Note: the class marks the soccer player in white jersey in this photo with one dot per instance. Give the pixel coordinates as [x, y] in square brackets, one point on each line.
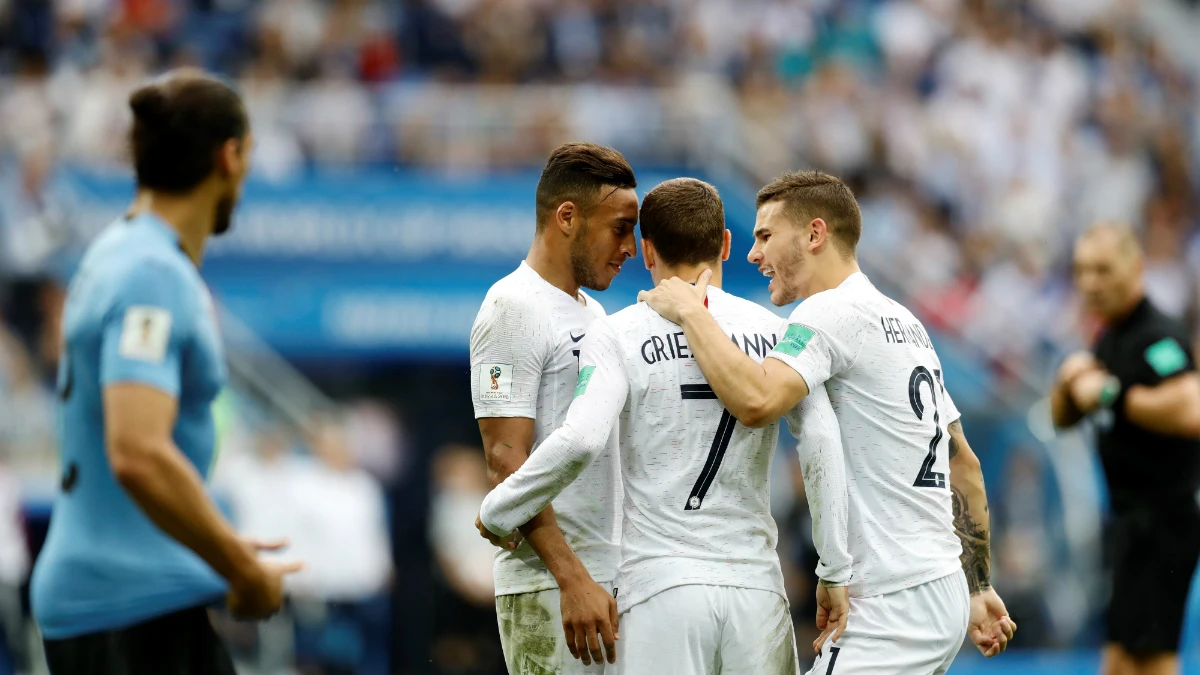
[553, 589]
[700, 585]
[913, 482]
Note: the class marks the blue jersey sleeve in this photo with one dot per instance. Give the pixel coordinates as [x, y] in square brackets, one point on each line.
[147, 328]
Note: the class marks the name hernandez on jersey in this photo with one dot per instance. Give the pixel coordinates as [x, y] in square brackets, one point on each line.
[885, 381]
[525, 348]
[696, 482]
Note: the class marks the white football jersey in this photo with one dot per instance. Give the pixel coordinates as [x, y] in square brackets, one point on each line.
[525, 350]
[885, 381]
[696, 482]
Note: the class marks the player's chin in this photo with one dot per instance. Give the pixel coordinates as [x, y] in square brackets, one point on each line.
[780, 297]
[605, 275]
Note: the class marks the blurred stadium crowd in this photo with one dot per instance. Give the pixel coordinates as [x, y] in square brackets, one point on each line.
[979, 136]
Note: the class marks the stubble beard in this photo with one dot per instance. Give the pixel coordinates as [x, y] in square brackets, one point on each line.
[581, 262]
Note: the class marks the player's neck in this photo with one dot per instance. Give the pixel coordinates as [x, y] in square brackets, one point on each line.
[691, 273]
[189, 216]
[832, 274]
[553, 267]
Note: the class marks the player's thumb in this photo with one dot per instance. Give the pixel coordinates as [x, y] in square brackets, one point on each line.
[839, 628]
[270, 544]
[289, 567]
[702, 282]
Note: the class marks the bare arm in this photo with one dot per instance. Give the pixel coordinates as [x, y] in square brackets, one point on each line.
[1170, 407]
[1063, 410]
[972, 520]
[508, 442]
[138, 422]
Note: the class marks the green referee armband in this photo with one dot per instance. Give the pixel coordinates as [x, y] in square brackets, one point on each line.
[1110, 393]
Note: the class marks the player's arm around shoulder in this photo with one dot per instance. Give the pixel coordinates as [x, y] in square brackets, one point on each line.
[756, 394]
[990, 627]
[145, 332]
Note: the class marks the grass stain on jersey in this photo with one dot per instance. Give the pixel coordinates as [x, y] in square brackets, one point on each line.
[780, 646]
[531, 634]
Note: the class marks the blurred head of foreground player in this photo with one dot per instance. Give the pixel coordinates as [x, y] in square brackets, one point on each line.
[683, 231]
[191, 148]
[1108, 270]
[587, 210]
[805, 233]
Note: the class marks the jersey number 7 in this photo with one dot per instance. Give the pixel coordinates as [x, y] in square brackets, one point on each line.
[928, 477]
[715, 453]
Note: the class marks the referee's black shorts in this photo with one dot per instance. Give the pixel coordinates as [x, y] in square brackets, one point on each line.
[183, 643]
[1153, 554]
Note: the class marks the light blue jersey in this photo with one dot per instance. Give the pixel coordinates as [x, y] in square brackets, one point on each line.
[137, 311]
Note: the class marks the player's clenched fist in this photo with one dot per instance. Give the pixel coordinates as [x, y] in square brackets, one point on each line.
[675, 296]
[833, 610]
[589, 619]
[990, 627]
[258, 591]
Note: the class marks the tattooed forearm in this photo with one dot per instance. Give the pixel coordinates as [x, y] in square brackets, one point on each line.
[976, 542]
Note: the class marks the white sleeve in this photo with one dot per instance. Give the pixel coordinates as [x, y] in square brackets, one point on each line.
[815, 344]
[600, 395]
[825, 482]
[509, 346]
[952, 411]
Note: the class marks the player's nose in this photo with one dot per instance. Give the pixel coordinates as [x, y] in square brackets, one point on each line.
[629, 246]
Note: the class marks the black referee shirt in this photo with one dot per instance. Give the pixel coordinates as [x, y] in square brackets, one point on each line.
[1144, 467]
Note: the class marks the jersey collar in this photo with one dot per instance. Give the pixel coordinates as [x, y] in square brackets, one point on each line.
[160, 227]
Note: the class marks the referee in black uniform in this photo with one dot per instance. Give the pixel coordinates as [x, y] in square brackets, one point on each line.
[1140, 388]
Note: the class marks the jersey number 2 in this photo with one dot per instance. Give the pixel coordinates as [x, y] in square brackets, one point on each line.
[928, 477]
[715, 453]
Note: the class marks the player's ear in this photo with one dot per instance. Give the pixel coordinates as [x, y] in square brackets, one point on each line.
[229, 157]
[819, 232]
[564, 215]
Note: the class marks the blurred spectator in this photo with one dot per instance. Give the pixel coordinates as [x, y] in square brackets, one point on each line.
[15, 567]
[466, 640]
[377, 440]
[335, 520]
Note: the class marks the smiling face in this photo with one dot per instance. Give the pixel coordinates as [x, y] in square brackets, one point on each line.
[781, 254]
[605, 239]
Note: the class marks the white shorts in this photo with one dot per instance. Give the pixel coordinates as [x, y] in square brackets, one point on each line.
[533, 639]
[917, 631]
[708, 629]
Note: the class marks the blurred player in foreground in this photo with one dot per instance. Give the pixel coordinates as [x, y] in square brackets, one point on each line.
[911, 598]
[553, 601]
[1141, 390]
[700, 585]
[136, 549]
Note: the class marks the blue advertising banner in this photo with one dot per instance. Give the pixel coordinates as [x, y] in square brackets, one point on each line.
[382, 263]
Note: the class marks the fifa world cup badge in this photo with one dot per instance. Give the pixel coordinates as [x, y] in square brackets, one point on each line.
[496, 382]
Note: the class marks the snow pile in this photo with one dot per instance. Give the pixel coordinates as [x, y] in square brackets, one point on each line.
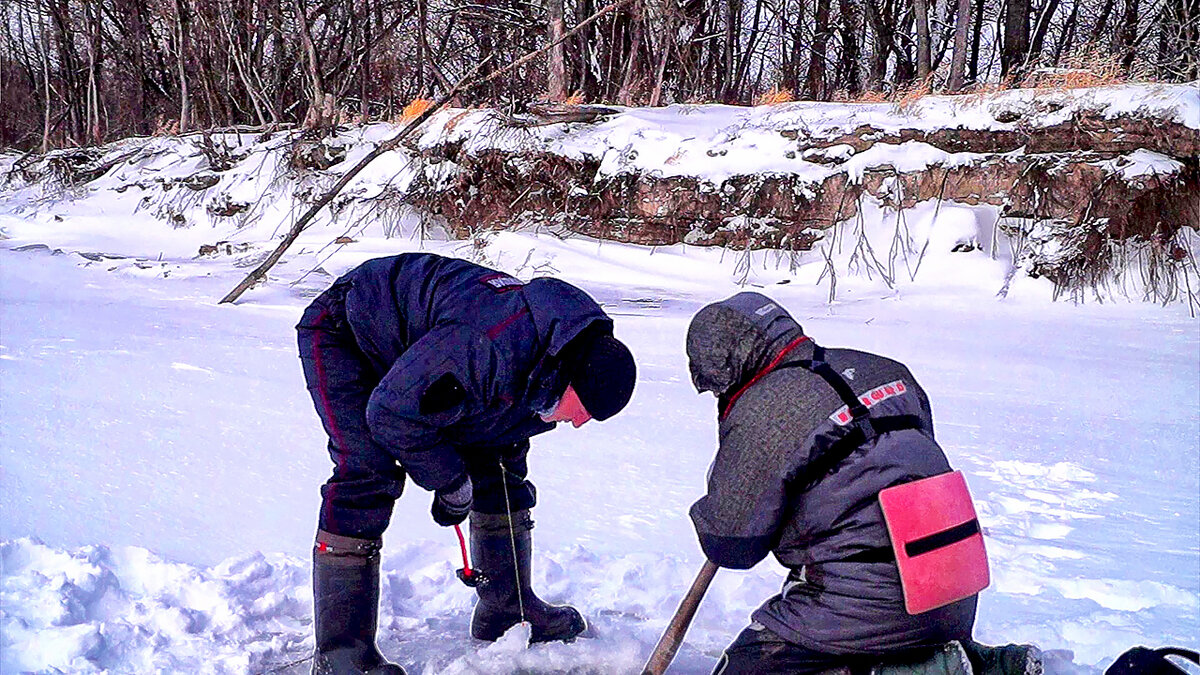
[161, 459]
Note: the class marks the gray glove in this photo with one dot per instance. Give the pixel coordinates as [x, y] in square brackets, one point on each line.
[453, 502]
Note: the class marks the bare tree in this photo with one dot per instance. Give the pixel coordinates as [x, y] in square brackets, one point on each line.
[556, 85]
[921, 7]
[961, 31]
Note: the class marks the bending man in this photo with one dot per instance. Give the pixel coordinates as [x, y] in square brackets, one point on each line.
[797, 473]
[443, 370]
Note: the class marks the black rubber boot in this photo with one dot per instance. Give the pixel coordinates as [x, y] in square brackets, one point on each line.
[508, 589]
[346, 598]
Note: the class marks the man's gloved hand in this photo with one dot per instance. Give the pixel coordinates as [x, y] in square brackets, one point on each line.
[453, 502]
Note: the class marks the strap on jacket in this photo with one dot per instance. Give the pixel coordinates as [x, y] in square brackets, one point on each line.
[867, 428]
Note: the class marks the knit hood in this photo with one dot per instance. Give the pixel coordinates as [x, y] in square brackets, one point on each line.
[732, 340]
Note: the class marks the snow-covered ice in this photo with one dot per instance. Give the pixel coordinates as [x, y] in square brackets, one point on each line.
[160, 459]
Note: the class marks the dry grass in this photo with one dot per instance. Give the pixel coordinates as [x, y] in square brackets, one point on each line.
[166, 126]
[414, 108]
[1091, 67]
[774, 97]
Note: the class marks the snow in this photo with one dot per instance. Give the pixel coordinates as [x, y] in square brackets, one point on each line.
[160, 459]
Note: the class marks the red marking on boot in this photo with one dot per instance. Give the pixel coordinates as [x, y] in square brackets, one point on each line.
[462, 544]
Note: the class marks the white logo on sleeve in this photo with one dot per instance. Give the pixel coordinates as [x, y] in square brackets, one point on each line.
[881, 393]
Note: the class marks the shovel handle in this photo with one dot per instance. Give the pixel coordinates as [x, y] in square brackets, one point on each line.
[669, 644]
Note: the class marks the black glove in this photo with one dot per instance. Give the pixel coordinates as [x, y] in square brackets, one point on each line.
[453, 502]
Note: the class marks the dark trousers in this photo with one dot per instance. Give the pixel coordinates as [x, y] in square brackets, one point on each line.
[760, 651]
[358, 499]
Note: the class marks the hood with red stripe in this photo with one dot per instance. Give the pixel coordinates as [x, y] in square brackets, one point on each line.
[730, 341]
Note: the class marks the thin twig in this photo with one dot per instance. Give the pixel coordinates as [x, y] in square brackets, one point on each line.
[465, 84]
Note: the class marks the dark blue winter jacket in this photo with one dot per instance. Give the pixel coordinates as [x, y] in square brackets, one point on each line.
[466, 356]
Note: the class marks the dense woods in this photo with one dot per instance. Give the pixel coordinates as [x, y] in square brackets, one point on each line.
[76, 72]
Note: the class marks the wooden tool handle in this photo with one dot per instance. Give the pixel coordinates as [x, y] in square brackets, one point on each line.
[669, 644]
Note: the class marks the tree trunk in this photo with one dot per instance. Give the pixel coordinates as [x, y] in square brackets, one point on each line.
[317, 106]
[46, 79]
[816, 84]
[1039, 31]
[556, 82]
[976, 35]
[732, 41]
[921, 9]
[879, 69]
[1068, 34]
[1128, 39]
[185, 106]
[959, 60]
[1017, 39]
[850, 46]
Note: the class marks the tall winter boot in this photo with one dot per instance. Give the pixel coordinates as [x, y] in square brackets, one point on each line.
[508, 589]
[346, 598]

# # # #

§ Directions for this task
Everything from the line containing "Note: the class marks the wooden" to the end of the records must be written out exactly; include both of those lines and no others.

§ Expected answer
Note: the class marks the wooden tool handle in this photo with one dot per instance. Give the pixel coordinates as [x, y] in square brackets, one point on each line.
[669, 644]
Note: the class marks the tree trunk in this photo with one dot per instance. Give the pixel coordinates as [x, y] in square brackets, one point on each line.
[317, 106]
[46, 79]
[816, 84]
[1039, 31]
[556, 82]
[976, 35]
[732, 41]
[921, 9]
[879, 69]
[1068, 34]
[1128, 39]
[185, 106]
[959, 60]
[1017, 39]
[850, 46]
Note: the class marks the tall winter boot in this photo with one dot per instance. Give the pixel coordinates as [x, y] in square brackets, one point on each line.
[508, 589]
[346, 598]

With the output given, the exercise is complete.